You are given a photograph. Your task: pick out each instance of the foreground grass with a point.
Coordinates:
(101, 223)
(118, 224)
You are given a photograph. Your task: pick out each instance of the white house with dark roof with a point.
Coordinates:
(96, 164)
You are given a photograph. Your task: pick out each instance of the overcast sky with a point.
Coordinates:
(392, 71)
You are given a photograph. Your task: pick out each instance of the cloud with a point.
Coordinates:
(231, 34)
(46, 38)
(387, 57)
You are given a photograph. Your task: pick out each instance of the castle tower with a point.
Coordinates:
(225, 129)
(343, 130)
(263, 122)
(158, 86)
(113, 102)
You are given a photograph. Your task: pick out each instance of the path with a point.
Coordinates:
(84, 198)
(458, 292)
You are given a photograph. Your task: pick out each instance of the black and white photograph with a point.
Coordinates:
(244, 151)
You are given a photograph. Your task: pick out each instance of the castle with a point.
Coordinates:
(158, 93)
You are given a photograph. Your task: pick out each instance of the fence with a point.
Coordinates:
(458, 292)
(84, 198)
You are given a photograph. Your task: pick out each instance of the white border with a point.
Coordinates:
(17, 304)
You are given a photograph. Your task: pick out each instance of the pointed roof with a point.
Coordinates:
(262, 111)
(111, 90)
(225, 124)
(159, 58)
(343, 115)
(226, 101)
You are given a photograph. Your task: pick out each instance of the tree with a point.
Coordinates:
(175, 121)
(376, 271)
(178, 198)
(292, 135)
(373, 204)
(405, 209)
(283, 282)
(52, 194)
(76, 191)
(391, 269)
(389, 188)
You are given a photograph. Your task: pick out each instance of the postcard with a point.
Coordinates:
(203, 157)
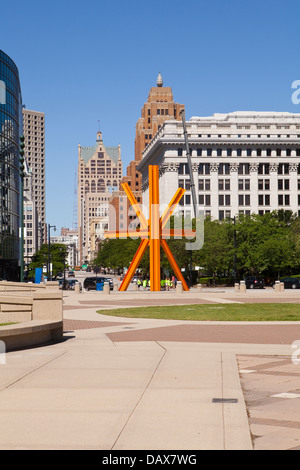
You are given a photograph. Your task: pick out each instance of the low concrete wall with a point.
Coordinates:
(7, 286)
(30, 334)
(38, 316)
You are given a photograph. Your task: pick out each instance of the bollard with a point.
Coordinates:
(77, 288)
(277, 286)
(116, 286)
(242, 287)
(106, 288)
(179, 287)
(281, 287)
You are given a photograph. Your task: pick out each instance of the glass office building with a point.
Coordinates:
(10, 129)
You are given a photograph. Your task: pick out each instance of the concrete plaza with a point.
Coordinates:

^^^^^^^^^^^^^^^^

The task.
Transcribe all of the material exactly, leaving out whatever pictures it contains.

Result for this exercise.
You are given a photograph. Your task: pick out each instance of the foreground grass with a point.
Coordinates:
(101, 223)
(118, 224)
You are given a photograph. Your task: pick out each instance of the white house with dark roof with a point.
Coordinates:
(96, 164)
You are given a photograph. Your task: pick out each instance of the overcast sky with a point.
Coordinates:
(392, 71)
You are given a photograph. Your task: pick out each instance of the cloud with a point.
Coordinates:
(231, 34)
(46, 38)
(387, 57)
You are given a photograph. Your task: pick out each instance of the castle tower with a point.
Coordinates:
(225, 129)
(343, 130)
(263, 122)
(158, 86)
(113, 102)
You are given a photograph. Your task: pick out each instance of the path with a point.
Coordinates:
(84, 198)
(458, 292)
You are given a photograph. Your task: pick out each instance of the black and white photograph with a point.
Coordinates:
(244, 151)
You are given a photograph. Your task: pick out each instance of the castle with a point.
Coordinates:
(158, 93)
You are given a photograph. Your task: pick out each instance of the fence with a point.
Coordinates:
(458, 292)
(84, 198)
You are given a photograph. Your task: pick out each instance of the white border with a point.
Coordinates:
(17, 304)
You are given a photograph. Your task: pick out each instance of the pointed roof with a point.
Coordinates:
(262, 111)
(111, 90)
(225, 124)
(159, 58)
(343, 115)
(226, 101)
You are given a photograph. Your task: pick out each instance of the tree with a point.
Coordinates:
(175, 121)
(376, 271)
(178, 198)
(292, 135)
(373, 204)
(405, 209)
(283, 282)
(52, 194)
(76, 191)
(391, 269)
(389, 188)
You are given a photograph. Your task: pick out each instance of the postcard with a point.
Coordinates:
(203, 157)
You are given a photograph. Your task: pick out each instance of the low concrete wall with a point.
Coordinates:
(7, 286)
(30, 334)
(38, 316)
You are given a photograph. Your task: pick out each instance of the bollard with a point.
Coordinates:
(77, 288)
(277, 286)
(116, 286)
(242, 287)
(106, 288)
(179, 287)
(281, 287)
You are given a photograph. Your task: pick out each instance of the glass office building with a point.
Coordinates:
(10, 129)
You are given a photograph. Your task: pick out each instance of the concrete plaza with a point.
Coordinates:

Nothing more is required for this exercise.